═══ Given records ═══

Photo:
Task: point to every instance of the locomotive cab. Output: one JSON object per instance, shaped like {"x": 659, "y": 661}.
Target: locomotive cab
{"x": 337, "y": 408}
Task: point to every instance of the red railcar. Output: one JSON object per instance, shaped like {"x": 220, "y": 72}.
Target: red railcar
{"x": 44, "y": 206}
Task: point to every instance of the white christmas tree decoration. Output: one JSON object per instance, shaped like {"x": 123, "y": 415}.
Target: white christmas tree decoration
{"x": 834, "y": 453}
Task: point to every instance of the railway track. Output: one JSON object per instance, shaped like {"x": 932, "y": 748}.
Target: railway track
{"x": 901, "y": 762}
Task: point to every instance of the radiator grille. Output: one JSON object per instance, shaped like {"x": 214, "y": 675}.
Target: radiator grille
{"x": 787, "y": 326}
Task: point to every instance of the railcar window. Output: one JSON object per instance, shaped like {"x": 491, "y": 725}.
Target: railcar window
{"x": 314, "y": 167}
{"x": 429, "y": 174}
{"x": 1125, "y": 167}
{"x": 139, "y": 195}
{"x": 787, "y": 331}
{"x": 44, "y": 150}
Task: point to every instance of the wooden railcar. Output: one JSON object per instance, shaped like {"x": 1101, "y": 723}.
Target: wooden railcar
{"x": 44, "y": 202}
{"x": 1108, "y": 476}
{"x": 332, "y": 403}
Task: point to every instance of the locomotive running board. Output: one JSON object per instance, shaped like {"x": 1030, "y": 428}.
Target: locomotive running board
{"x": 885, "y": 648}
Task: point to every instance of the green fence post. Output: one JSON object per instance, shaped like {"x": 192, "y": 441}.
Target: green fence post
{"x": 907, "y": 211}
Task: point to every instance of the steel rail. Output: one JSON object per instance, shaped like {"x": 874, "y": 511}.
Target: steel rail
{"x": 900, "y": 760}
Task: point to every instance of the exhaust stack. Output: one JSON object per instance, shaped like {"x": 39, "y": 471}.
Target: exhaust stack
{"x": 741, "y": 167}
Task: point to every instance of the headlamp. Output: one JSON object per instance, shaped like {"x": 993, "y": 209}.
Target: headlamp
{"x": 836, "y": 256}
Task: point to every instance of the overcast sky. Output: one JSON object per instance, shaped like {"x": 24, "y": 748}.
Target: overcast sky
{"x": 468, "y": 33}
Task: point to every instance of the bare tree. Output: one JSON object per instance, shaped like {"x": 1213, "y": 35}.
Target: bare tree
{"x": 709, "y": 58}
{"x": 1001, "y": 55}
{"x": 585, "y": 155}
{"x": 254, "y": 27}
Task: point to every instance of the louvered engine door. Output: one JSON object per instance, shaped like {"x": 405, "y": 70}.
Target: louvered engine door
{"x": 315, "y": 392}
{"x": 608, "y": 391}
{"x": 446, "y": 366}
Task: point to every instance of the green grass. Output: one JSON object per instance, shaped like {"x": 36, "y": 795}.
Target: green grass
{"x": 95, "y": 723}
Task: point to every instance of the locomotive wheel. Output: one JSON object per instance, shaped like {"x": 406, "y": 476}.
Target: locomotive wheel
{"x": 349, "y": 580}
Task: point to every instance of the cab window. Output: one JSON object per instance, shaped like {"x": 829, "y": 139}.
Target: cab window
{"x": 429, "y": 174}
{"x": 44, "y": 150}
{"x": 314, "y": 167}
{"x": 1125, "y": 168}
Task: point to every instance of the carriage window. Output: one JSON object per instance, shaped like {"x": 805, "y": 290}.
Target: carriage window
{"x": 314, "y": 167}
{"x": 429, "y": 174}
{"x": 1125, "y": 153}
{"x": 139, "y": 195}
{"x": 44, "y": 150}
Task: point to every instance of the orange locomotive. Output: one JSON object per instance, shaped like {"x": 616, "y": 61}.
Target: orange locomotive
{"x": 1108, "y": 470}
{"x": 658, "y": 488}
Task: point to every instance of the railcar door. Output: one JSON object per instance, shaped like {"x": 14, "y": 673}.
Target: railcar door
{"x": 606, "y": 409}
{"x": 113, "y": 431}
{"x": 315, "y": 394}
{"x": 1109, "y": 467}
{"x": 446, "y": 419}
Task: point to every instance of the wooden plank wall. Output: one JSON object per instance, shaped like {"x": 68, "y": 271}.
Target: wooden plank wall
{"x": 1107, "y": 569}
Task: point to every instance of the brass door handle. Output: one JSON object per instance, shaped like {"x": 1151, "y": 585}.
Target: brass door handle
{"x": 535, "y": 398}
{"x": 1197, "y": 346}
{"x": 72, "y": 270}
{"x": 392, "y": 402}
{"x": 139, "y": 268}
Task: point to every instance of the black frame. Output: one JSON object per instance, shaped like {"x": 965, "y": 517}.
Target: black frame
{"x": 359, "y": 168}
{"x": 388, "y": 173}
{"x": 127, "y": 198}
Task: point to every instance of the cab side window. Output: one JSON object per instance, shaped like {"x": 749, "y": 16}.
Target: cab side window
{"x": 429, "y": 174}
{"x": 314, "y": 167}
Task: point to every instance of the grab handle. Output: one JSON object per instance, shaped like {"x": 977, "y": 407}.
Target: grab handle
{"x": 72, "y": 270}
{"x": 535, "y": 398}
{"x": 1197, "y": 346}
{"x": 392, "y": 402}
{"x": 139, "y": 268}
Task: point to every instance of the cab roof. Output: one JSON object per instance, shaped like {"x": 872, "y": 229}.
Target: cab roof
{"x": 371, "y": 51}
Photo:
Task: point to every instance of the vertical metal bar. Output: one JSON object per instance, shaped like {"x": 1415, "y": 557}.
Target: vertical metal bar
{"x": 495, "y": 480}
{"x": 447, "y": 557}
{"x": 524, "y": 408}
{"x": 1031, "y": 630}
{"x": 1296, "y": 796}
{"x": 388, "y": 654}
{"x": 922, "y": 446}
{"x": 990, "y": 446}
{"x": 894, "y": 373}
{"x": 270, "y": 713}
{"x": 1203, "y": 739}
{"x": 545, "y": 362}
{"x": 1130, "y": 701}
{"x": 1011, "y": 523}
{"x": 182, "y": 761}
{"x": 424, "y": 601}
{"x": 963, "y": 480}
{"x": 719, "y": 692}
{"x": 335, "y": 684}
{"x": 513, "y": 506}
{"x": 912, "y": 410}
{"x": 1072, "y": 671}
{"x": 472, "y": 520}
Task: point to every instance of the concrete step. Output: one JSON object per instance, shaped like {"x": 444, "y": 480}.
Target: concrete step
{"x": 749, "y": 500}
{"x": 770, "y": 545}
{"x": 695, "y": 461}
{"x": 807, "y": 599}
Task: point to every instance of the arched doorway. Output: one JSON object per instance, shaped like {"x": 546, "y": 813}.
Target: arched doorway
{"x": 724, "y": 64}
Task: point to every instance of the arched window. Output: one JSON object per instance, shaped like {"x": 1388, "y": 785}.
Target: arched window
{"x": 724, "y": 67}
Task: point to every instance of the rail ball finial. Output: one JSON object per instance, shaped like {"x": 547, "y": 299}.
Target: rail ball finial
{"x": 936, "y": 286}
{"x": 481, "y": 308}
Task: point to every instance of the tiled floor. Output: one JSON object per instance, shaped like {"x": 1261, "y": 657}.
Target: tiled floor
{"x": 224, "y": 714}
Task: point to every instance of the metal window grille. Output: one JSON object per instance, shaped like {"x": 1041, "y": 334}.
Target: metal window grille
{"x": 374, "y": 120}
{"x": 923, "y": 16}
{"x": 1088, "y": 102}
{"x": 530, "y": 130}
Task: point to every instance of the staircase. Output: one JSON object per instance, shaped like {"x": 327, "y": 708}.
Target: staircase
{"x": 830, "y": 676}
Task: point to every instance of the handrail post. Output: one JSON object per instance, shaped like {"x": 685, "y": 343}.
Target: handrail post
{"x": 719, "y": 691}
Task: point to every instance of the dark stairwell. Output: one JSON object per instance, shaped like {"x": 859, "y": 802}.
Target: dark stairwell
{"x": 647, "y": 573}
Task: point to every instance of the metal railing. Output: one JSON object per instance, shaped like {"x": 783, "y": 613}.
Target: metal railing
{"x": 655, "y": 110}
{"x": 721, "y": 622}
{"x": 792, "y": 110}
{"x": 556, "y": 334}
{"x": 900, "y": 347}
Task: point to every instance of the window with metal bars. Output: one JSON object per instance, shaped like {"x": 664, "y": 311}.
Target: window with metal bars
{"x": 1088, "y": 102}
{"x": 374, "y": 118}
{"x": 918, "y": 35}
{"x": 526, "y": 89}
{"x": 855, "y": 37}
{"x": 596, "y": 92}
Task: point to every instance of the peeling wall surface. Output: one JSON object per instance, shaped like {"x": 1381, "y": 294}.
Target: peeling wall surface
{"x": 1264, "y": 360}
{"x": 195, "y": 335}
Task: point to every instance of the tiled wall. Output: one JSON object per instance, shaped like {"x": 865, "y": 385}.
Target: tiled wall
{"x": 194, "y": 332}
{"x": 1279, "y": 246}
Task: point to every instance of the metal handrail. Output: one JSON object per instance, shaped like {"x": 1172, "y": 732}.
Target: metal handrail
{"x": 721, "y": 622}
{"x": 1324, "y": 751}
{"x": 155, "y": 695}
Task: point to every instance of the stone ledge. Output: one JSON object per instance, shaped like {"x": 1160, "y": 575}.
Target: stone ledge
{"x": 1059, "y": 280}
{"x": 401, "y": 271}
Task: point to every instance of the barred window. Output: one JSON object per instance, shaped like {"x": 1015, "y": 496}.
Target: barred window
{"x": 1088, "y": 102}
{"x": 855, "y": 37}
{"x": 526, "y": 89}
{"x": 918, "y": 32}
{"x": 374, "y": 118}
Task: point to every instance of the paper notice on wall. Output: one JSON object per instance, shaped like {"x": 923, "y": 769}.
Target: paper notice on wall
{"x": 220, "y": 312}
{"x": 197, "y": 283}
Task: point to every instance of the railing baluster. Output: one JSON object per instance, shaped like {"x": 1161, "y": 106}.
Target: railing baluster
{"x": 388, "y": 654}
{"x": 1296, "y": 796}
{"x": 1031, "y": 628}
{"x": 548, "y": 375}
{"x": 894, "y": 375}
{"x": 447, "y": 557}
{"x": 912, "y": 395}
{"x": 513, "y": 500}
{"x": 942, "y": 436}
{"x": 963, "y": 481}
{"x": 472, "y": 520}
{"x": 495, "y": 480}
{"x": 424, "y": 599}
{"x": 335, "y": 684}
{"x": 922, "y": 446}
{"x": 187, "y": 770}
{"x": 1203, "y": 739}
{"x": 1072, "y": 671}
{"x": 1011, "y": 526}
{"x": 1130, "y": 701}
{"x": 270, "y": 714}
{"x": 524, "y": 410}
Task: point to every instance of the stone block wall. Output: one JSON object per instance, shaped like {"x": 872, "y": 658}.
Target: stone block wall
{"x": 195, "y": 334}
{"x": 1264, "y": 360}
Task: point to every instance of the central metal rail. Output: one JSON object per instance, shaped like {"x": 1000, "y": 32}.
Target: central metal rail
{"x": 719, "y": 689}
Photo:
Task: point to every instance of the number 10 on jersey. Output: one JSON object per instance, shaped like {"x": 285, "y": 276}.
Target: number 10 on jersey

═══

--- What is required ---
Quote the lines of the listing above that run from the line with "Task: point to every instance of the stone block" through its last line, both included, and nothing else.

--- Reply to the task ---
Task: point to every instance of the stone block wall. Output: one JSON object per instance, shaped like {"x": 872, "y": 658}.
Target: stone block wall
{"x": 195, "y": 334}
{"x": 1264, "y": 360}
Task: point to every instance of the central metal rail. Output: one JSON object per instance, shaped like {"x": 1000, "y": 32}.
Target: central metal rail
{"x": 719, "y": 689}
Photo:
Task: point to every instance of the number 10 on jersey. Output: one JSON object per instance, shaped like {"x": 285, "y": 276}.
Target: number 10 on jersey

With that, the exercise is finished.